Extrait fourni |

══════════

L’auteur remonte l’histoire des femmes et des hommes, retrace l’évolution du discours psychanalytique, reprend les tendances indiquées par les études statistiques. S’il décrit bien les différences de comportement, l’essai n’éclaire pas forcément la problématique des émotions, si difficiles à partager parfois. A lire donc avec recul et humour, comme Braconnier nous y invite, cette « réalité toujours mouvante » d’être homme ou d’être femme, et de l’être ensemble.

 

Le Sexe des émotions n’apprend pas grand-chose à qui vit en couple, mais permet de vérifier des impressions personnelles. Oui, les stratégies diffèrent souvent entre les femmes et les hommes. Oui, chacun, chacune, comme le rappelle l’auteur, a droit à la fragilité. Faire preuve d’empathie est essentiel, de bienveillance – des deux côtés. L’essai d’Alain Braconnier appelle à un nouvel art du dialogue entre les sexes qui rende la vie plus excitante et moins conflictuelle. Pour contrer les méfaits des préjugés, il revendique pour chaque être humain la liberté d’exprimer toutes ses émotions.

Commentaires

  • Ce livre est présent dans ma médiathèque et je l'ouvrirai certainement un jour
    la nécessité du dialogue et pas seulement pour le couple !

  • Ah ces obsessions (et je ne pense pas au sexe, quoique...), je ris en l'écrivant, c'est si vrai! L'anxiété féminine (mais pas que) aussi d'ailleurs.
    La bienveillance, oh oui, indispensable. Et l'humour.

    Bonne journée à toi.

  • Ah ces obsessions (et je ne pense pas au sexe, quoique...), je ris en l'écrivant, c'est si vrai! L'anxiété féminine (mais pas que) aussi d'ailleurs.
    La bienveillance, oh oui, indispensable. Et l'humour.

    Bonne journée à toi.

  • Il est bien difficile de démêler ce qui relève de l'inné et de l'acquis. négocier fait partie des stratégies féminines plus volontiers que des femmes. Une étude montre que dans l'interaction les hommes coupent la parole ou ne tiennent pas compte de l'argument. Alors le dialogue, certes, encore faut-il que le partenaire soit acquis aux vertus de l'échange.

  • Oui ce doit être un livre intéressant et l'inégalité entre les sexes nuisent à la vie de couple. J'ai le même avis.

══════════

Consigne | Transcrivez mot pour mot le passage de l'extrait sur Le Sexe des émotions, en commençant à « Commentaires » et en terminant à « le couple ! ». Le matériel présenté ensuite est indépendant de l'extrait.

[Données d'annotation sur la localisation d'objets]
══════════

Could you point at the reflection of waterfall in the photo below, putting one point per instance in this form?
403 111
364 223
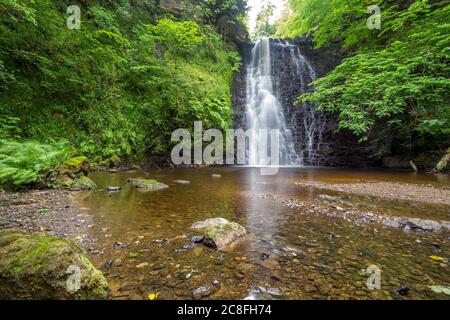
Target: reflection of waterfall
264 110
277 74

══════════

Résultat final |
Commentaires

  • Ce livre est présent dans ma médiathèque et je l'ouvrirai certainement un jour
    la nécessité du dialogue et pas seulement pour le couple !